* **Try it**
Would you give the number of lines below in which the string "target" appears? Nothing else is needed.

* **Extracted information**
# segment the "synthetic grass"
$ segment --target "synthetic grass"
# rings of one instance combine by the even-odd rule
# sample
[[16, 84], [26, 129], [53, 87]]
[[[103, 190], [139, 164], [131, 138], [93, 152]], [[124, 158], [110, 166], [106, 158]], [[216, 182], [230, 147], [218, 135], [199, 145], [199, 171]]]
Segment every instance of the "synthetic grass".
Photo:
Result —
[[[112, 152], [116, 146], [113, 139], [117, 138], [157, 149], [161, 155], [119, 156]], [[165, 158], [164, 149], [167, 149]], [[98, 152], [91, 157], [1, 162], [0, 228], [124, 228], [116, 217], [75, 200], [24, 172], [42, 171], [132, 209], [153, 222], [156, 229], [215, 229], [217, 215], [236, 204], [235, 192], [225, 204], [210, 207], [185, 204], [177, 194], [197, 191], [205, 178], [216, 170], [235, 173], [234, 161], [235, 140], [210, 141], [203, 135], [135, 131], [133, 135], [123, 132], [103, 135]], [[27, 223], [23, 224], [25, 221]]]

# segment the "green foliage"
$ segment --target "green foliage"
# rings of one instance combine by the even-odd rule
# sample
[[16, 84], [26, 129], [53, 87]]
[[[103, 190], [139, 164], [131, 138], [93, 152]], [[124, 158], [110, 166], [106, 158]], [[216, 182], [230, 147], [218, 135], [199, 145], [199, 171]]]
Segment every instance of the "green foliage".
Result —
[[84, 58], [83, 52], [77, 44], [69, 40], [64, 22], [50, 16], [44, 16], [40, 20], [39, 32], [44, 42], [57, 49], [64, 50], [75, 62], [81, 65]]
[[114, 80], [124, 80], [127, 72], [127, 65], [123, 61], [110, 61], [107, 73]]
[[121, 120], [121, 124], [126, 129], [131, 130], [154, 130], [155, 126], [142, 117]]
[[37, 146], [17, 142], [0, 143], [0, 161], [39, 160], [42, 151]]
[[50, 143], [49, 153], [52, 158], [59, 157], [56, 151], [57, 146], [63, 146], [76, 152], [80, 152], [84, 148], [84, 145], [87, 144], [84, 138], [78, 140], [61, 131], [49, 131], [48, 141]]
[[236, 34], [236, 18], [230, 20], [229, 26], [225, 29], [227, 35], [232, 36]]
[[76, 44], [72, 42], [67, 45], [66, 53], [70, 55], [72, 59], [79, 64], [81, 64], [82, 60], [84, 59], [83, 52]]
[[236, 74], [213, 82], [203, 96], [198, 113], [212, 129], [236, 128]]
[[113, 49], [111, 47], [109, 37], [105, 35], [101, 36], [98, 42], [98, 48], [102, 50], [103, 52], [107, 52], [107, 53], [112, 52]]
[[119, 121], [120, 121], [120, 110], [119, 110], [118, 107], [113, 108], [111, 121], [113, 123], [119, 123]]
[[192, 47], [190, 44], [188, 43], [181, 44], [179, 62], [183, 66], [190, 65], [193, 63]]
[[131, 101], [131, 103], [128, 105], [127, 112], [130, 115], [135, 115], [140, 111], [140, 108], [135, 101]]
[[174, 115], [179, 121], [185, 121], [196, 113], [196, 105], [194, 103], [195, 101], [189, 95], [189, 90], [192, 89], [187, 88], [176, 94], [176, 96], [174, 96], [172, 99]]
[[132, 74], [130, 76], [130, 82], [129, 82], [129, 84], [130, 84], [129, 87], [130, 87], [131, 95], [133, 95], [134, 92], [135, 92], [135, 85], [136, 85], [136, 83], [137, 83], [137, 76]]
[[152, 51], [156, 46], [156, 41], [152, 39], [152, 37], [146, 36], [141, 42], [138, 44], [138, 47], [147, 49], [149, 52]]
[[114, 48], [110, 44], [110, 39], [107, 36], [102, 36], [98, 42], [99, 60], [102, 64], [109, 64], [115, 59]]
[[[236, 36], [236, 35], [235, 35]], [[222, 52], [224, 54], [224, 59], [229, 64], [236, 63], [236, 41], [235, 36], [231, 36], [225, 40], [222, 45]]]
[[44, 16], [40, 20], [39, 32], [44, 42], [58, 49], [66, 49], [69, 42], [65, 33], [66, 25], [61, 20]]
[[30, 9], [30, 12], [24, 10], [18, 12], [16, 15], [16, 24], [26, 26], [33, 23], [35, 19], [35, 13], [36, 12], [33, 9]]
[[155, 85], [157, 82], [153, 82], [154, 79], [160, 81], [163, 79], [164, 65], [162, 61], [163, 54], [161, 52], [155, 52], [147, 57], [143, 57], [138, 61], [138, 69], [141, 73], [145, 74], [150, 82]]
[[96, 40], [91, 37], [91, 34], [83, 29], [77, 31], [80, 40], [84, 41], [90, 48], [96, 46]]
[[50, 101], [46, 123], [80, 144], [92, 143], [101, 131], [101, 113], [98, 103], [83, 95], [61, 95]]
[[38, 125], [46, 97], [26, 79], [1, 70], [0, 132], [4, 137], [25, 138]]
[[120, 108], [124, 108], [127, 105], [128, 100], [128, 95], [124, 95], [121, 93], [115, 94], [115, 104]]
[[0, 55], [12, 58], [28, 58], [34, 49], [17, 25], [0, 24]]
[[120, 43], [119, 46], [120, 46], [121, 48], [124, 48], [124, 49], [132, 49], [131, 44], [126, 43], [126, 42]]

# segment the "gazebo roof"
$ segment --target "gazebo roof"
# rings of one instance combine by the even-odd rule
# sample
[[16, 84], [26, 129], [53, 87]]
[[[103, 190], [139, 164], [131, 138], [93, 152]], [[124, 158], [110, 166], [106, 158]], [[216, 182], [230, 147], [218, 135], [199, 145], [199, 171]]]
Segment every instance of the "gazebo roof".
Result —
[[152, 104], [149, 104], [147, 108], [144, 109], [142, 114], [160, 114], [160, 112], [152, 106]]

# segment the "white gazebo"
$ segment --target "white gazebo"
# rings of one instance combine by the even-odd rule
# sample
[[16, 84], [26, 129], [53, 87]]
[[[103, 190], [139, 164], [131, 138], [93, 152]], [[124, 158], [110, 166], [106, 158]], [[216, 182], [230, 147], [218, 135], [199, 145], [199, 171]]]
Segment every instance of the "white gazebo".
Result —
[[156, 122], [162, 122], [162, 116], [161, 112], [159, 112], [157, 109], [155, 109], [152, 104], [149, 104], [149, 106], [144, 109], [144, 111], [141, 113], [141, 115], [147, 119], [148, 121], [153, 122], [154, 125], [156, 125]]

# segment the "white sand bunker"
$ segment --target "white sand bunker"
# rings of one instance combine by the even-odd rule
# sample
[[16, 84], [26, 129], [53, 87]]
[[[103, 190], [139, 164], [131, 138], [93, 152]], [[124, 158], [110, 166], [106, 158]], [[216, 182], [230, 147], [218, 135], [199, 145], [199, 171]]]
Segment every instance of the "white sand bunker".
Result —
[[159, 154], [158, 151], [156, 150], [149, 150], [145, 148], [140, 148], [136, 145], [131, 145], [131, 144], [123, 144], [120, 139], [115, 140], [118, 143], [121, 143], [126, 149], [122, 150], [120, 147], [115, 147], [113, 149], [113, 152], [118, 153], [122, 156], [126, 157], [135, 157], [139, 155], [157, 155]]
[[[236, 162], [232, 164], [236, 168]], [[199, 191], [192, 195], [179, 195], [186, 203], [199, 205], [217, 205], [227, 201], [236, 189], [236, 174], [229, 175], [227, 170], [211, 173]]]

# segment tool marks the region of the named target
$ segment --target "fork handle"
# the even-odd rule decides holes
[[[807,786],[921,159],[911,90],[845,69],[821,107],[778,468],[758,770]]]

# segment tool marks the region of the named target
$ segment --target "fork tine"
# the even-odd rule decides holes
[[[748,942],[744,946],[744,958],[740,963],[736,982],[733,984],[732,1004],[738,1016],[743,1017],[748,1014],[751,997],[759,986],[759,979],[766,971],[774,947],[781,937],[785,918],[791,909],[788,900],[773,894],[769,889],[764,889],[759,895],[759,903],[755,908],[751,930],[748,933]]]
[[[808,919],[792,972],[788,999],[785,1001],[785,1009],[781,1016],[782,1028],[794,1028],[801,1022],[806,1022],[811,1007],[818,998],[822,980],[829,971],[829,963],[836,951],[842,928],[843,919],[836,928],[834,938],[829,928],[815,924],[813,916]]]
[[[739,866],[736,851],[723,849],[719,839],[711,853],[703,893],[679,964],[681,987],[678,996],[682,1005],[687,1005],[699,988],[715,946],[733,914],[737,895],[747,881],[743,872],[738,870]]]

* **Solution for this exercise**
9